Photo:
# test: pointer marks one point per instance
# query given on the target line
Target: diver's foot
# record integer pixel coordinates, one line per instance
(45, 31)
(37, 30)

========

Goal: Please rewrite the records above with "instance" swapped for "occurrence" throughout, leaving everything else unchanged.

Task response:
Photo:
# test: pointer marks one point per occurrence
# query given on the target line
Target: diver's foot
# record integer pixel coordinates, one line per occurrence
(45, 31)
(37, 30)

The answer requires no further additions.